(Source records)
________________

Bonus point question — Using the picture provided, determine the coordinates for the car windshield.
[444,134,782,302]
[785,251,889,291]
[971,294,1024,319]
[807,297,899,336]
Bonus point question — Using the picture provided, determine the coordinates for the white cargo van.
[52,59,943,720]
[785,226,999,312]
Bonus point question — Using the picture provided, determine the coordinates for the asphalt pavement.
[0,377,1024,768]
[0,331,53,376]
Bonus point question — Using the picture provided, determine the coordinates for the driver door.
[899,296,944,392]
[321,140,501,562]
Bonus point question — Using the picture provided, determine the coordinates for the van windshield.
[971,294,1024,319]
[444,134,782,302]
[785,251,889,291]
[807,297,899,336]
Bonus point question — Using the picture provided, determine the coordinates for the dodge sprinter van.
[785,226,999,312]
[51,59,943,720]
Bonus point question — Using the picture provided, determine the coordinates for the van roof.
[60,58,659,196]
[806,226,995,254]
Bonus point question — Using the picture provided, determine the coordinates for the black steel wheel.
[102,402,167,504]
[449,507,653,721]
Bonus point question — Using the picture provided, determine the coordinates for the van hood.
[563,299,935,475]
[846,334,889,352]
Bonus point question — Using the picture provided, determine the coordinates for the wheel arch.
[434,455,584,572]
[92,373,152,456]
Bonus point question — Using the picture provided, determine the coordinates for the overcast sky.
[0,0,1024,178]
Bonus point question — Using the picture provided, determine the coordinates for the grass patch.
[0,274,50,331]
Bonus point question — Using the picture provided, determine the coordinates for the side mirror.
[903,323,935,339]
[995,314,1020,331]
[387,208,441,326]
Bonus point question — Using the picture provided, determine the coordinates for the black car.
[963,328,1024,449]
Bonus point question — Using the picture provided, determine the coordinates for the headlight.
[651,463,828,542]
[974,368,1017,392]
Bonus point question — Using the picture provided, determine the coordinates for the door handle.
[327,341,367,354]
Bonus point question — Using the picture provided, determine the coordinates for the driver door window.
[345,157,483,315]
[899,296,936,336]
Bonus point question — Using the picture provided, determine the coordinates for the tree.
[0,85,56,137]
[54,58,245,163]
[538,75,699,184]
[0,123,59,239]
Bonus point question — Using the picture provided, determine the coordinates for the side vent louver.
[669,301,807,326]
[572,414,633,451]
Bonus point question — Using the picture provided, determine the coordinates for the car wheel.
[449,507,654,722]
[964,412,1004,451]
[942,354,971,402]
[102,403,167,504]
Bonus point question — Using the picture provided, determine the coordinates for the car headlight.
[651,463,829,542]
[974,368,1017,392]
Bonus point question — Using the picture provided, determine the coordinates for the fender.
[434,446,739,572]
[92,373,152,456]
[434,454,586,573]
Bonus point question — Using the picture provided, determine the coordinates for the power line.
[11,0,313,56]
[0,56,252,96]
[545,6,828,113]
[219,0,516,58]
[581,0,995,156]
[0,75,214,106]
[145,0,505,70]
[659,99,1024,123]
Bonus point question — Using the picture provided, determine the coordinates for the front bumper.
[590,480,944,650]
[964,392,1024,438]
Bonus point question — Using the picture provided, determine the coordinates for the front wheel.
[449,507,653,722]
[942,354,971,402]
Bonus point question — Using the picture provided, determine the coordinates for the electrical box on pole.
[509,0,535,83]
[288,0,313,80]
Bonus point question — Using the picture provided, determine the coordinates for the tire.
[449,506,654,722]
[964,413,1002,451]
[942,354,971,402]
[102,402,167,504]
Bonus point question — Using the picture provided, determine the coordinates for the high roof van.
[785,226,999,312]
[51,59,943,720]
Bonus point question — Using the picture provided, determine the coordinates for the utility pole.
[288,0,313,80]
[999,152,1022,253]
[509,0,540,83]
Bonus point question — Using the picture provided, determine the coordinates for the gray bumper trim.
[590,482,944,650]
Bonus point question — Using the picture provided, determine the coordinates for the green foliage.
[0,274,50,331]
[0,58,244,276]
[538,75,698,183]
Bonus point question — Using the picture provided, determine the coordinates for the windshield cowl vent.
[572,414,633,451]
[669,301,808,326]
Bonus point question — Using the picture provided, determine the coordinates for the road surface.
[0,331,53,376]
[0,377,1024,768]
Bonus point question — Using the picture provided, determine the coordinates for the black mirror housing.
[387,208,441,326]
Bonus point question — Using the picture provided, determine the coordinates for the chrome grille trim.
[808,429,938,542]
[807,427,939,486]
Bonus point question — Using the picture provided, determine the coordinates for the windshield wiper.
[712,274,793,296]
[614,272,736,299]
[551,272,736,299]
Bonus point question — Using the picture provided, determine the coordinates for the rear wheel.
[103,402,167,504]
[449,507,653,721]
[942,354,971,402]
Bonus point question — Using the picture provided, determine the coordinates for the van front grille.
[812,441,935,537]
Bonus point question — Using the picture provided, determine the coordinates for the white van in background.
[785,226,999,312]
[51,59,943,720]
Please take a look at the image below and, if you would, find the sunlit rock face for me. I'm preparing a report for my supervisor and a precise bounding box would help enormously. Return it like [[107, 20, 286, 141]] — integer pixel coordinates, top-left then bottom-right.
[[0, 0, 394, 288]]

________________

**EXERCISE DIRECTIONS**
Write out the rows above again with each "Bonus point question" changed to "Extra credit question" and nothing else altered.

**REPLY**
Extra credit question — Using the picture provided, determine the coordinates for the car windshield.
[444,134,782,302]
[785,251,889,291]
[971,294,1024,319]
[807,297,899,336]
Extra credit question — Using the picture provided, determine the coordinates for the white cargo van.
[52,59,943,720]
[785,226,999,312]
Extra credit question — Using the picture provided, determine the coordinates for the asphalt pavement.
[0,377,1024,768]
[0,331,53,376]
Extra credit question — Using the picture provided, determine the coordinates for the driver door.
[899,296,944,392]
[321,140,501,562]
Extra credit question — Using the picture provided, determine the coordinates for the van windshield.
[971,294,1024,319]
[444,134,782,302]
[785,251,889,291]
[807,297,899,336]
Extra credit question — Using the picture provided, determine the coordinates for the dodge sprinter van.
[785,226,999,312]
[51,59,943,720]
Extra credit question — Using the picture provided, determine the coordinates for the van roof.
[60,58,659,196]
[806,226,995,254]
Extra credit question — Using the picture provided, determine the coordinates for the black steel wheel.
[102,402,167,504]
[449,507,653,721]
Extra credit question — Using the picture provided, determine the coordinates for the van hood.
[563,299,935,475]
[846,334,889,352]
Extra credit question — Using the picture provided, determine the coordinates for the wheel arch.
[434,455,584,572]
[92,373,152,456]
Extra credit question — Using the picture provided, determine the coordinates for the overcast sky.
[0,0,1024,178]
Extra credit question — Using the picture provided, determine the coordinates for the grass patch.
[0,274,50,331]
Extra credit question — Using the picture provided, determine the coordinates for the side mirror.
[903,323,935,339]
[995,314,1020,331]
[387,208,441,326]
Extra credit question — Using the picture provided, determine the coordinates for the black car.
[963,328,1024,449]
Extra credit question — Using the picture provided, determine the coordinates for the headlight.
[651,463,828,542]
[974,368,1017,392]
Extra credit question — Using the picture provided, determine the coordinates for the door handle.
[327,341,367,354]
Extra credit question — Using the picture provided, determine the coordinates for the driver door window.
[345,157,483,315]
[899,296,936,336]
Extra credit question — Using the picture provided, determine the coordinates for the tree.
[0,85,56,137]
[54,58,245,163]
[538,75,699,184]
[0,123,59,239]
Extra credit question — Using the picture provided, determine the coordinates for the side vent louver.
[669,301,807,326]
[572,414,633,451]
Extra credit question — Using the picture provided, determine the coordinates for the car wheel.
[449,507,654,722]
[964,412,1004,451]
[942,354,971,402]
[102,403,167,504]
Extra credit question — Using the picture provided, determine the coordinates for the car headlight.
[651,463,829,542]
[974,368,1017,392]
Extra credit question — Using the picture provided, determine the coordinates for the fender.
[434,446,739,572]
[92,373,152,456]
[434,454,586,573]
Extra credit question — Using the picture provided, determine the coordinates for the power line.
[11,0,313,56]
[0,56,252,96]
[545,6,828,113]
[219,0,516,58]
[581,0,995,156]
[0,75,214,106]
[145,0,505,70]
[659,99,1024,123]
Extra credit question — Using the picture provided, determine the coordinates for the front bumper.
[590,480,944,650]
[964,392,1024,438]
Extra credit question — Using the picture provided, determine the coordinates for the front wheel.
[449,507,653,722]
[942,354,971,402]
Extra credit question — Using the picture provided, determine the coordinates for the electrical box on pole.
[509,0,535,83]
[288,0,313,80]
Extra credit question — Using the picture provided, determine the coordinates for the tire.
[449,506,654,722]
[964,413,1002,451]
[942,354,971,402]
[102,402,167,504]
Extra credit question — Using the picture provided, determine the coordinates for the high roof van.
[785,226,999,312]
[51,59,943,720]
Extra credit question — Using the picture provided, determine the coordinates for the utility pole.
[288,0,313,80]
[999,152,1022,253]
[509,0,540,83]
Extra credit question — Using the picture provided, determine the coordinates for the gray bumper trim.
[590,482,944,650]
Extra credit question — Using the picture provided, determine the coordinates for the green foliage.
[0,274,50,331]
[0,58,244,276]
[538,75,698,183]
Extra credit question — Using the picture provided, determine the coordinates for the windshield cowl vent.
[572,414,633,451]
[669,301,808,326]
Extra credit question — Using the picture provided, determine the coordinates for the road surface.
[0,331,53,376]
[0,377,1024,768]
Extra credit question — Using the picture provided, determine the coordinates for the black mirror housing.
[387,208,441,326]
Extra credit question — Using the picture provided, determine the coordinates for the chrome grille trim.
[808,429,938,542]
[807,427,939,486]
Extra credit question — Using the picture provided, determine the coordinates for the windshield wiper.
[712,274,793,296]
[614,272,736,299]
[551,272,736,299]
Extra credit question — Using the picture provided, determine the coordinates for the rear wheel.
[103,402,167,504]
[449,507,653,721]
[942,354,971,402]
Extra credit question — Using the picture provided, determine the coordinates for the van front grille.
[812,441,935,537]
Extra credit question — Using the picture provided, determine the coordinates for the white van in background.
[785,226,999,312]
[51,59,943,720]
Please take a look at the image below and, if you would, find the sunlit rock face for me. I'm preparing a report for my supervisor and a precise bounding box would help enormously. Return it like [[107, 20, 286, 141]] — integer pixel coordinates, top-left then bottom-right.
[[0, 0, 394, 288]]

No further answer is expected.